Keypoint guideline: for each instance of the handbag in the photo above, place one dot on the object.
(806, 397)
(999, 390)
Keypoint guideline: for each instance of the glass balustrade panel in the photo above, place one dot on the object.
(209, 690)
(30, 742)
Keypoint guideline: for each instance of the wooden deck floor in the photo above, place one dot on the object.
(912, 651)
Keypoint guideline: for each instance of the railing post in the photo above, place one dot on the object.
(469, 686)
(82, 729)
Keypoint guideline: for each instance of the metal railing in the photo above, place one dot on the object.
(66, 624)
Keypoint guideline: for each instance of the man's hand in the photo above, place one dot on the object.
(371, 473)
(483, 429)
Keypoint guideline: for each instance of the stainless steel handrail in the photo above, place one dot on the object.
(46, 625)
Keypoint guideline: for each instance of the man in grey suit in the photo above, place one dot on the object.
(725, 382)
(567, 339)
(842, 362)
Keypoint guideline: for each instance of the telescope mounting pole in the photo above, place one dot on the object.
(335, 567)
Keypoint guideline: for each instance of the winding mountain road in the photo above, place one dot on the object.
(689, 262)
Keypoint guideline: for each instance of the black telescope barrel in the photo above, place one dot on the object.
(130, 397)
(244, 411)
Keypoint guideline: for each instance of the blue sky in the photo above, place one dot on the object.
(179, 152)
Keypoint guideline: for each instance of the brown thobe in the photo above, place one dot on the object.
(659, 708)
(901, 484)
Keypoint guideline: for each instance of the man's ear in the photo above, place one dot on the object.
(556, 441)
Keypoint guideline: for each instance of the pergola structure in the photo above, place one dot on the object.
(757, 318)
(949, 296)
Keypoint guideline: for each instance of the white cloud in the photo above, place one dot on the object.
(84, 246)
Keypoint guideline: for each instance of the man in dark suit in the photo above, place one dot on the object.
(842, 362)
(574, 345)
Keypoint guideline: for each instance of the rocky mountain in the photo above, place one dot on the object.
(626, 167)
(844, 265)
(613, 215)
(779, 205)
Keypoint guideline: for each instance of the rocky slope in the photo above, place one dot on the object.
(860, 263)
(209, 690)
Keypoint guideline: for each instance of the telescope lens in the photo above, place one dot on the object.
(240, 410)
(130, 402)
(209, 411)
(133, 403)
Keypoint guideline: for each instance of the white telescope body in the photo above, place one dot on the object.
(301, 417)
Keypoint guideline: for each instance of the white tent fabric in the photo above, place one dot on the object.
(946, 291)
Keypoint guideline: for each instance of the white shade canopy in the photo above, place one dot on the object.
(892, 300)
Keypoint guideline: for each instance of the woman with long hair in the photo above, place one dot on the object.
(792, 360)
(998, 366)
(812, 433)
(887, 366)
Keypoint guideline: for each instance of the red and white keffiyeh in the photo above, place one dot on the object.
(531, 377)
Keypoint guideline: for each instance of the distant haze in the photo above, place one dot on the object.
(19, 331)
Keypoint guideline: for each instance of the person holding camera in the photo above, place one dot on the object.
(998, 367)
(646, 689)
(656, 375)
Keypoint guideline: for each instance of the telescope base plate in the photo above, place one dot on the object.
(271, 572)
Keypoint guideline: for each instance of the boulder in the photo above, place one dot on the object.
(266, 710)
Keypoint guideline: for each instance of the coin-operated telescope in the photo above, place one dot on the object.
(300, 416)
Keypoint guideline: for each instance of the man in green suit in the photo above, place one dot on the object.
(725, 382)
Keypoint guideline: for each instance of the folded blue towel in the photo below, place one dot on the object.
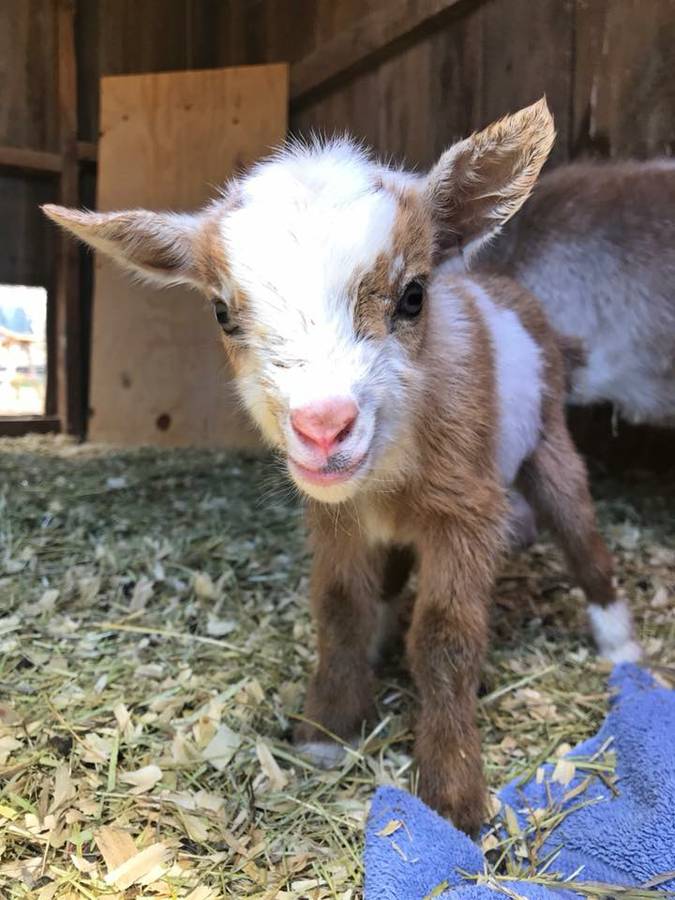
(616, 830)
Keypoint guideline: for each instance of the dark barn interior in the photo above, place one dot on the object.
(154, 627)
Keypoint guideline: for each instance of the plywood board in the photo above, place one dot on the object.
(167, 141)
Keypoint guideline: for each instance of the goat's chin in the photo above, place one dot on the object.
(329, 488)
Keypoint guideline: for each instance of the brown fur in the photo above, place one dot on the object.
(451, 509)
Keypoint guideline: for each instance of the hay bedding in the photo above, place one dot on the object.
(154, 647)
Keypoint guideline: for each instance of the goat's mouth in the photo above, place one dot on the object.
(336, 471)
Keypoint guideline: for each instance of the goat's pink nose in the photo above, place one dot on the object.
(325, 422)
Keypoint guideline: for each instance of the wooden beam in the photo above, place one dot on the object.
(43, 162)
(353, 47)
(32, 161)
(69, 349)
(87, 151)
(16, 426)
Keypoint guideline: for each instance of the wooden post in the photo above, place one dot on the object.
(69, 349)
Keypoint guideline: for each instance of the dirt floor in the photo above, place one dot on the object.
(154, 648)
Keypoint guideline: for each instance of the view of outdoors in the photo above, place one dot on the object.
(23, 350)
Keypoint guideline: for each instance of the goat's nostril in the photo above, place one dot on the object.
(344, 434)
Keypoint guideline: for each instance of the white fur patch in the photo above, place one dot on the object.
(312, 221)
(612, 628)
(518, 367)
(324, 754)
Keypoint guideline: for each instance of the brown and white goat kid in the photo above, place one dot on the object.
(405, 400)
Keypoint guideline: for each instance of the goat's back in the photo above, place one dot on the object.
(596, 244)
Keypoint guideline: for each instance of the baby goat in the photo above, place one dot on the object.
# # # #
Work required:
Reproduce the material above verbatim; omit every picture.

Output below:
Keypoint guideline: for each instance of the handbag in the photo above, place one dot on the object.
(806, 397)
(999, 390)
Keypoint guideline: for each instance of the glass balustrade panel in the photo above, place one dot on the object.
(209, 690)
(30, 742)
Keypoint guideline: for each instance of the wooden deck floor in the photo above, place one dot on the object.
(912, 651)
Keypoint guideline: for each instance of the railing post in the photo above, place one dot on the object.
(469, 686)
(82, 729)
Keypoint guideline: for each instance of the metal railing in the photo above, place one dot on the object.
(66, 624)
Keypoint guideline: for each instance of the man's hand in the photo above, place one dot on the object.
(371, 473)
(483, 429)
Keypoint guideline: for each instance of the stainless steel handrail in the photo above, place one dot on the object.
(46, 625)
Keypoint guideline: for each instance of the man in grey suit in the photo above, place one dot on the object.
(725, 382)
(567, 339)
(842, 362)
Keypoint guideline: for each instance of the telescope mounting pole in the photo above, place one dot on the object.
(335, 567)
Keypoint guideline: for each instance of the winding mountain road in the photo above, place one dot on the object.
(689, 262)
Keypoint guideline: for each instance of the black telescope barrel in the photo above, place one dot on the object.
(130, 397)
(244, 411)
Keypoint guideline: for each instance of the blue sky in the photo above, place one dot on the object.
(179, 152)
Keypoint guideline: for each instance of the brown thobe in the photo above, place one dot on the object.
(659, 708)
(901, 484)
Keypoint guideline: for each instance of the man's ear in the photo above, place one dot on the object.
(556, 441)
Keypoint guideline: for each instance of the pergola structure in the photo above, place one dot on the object.
(757, 318)
(949, 296)
Keypoint guideline: for each instance of the white cloud in the photo above, place one dot on the object.
(84, 246)
Keypoint guideline: for each instance of the man in dark suit in the photo above, place one dot on the object.
(842, 362)
(574, 345)
Keypoint guideline: for each instance of the rocky mountain in the photo above, place one dot on the object.
(626, 167)
(844, 265)
(613, 215)
(779, 205)
Keypoint guideline: for each instance of the rocky slope in the photo above, place one dot on the object.
(860, 263)
(209, 690)
Keypoint guideline: for each instance of the telescope lens in the photo above, place one dot on the object.
(240, 410)
(130, 402)
(209, 411)
(133, 403)
Keypoint guideline: for each instance of the white telescope body in the photo above, place one dot on the object.
(301, 417)
Keypoint guideline: for each instance of the white tent fabric in the photo above, place one dot on the object.
(946, 291)
Keypoint guideline: for each instance of the white shade canopy in the photo above, place one dot on the object.
(892, 300)
Keypoint guideline: for each instance of the woman with long hair in the photo above, place one dot on the object.
(792, 360)
(998, 366)
(812, 433)
(887, 366)
Keypoint guideline: for each instance of the red and white keffiyeh in the photo above, place one dot on the object.
(531, 377)
Keypoint guideline: for each instance of the distant haze in the photo above, place one dot on the object.
(19, 331)
Keypoint guideline: for each instance of the person holding camera in the photo above, place one dot on the object.
(998, 367)
(646, 689)
(656, 375)
Keypoint guideline: for each instance of the telescope base plate in the photo above, place one dot on the object.
(271, 572)
Keypoint guideline: for each instance of the boulder in the photo above, place one dot on the object.
(266, 710)
Keypoint guideline: for each instance of the coin-operated telescope in the photo above, place one dot on the object.
(300, 416)
Keypoint guideline: for each instance of the man in green suit in the photo above, place one dot on the object.
(725, 382)
Keypoint guideline: for each instance of the folded blue towel in the photo below, place one dot on the object.
(616, 830)
Keypoint guideline: for each instance of the dark barn interior in the photo above, place one dot on the object.
(154, 627)
Keypoint guideline: for each instance of the plywood board in the photo above, place one dot on the object.
(167, 141)
Keypoint guideline: for each instance of the goat's chin in the photo above, place one dot on the object.
(329, 488)
Keypoint guideline: for each instance of the brown fur in the photo above, place one dot on the object.
(451, 509)
Keypoint guideline: for each instance of the hay bedding in the photo above, place one dot on the object.
(154, 647)
Keypoint guideline: for each instance of the goat's mouth in the photo above, place one dot on the object.
(336, 471)
Keypoint guideline: for each instance of the goat's pink nose in the photo above, place one dot on the object.
(325, 422)
Keypoint guideline: for each instance of the wooden beam in the photo above, place one dot on the object.
(43, 162)
(353, 47)
(32, 161)
(69, 349)
(87, 151)
(16, 426)
Keypoint guideline: for each instance of the wooden post in the photo above, place one dot on the object.
(69, 349)
Keypoint guideline: for each instance of the dirt floor in the photo above, place one dot on the object.
(154, 648)
Keypoint guideline: for each instance of the view of outdoors in the photo above, place one dot on the object.
(23, 350)
Keypoint guideline: for each instance of the goat's nostril in the photo above, place one dot on the object.
(344, 434)
Keypoint guideline: for each instance of the white fur patch in the photo above, place one dot on the object.
(312, 221)
(612, 628)
(518, 367)
(324, 754)
Keypoint guideline: for each instance of the brown and white goat kid in the photo above, place one dot on the object.
(405, 400)
Keypoint guideline: for each instance of the goat's back in the photo above, place one dot on the object.
(596, 244)
Keypoint guideline: for each instance of the baby goat in the photo above, place one dot on the object.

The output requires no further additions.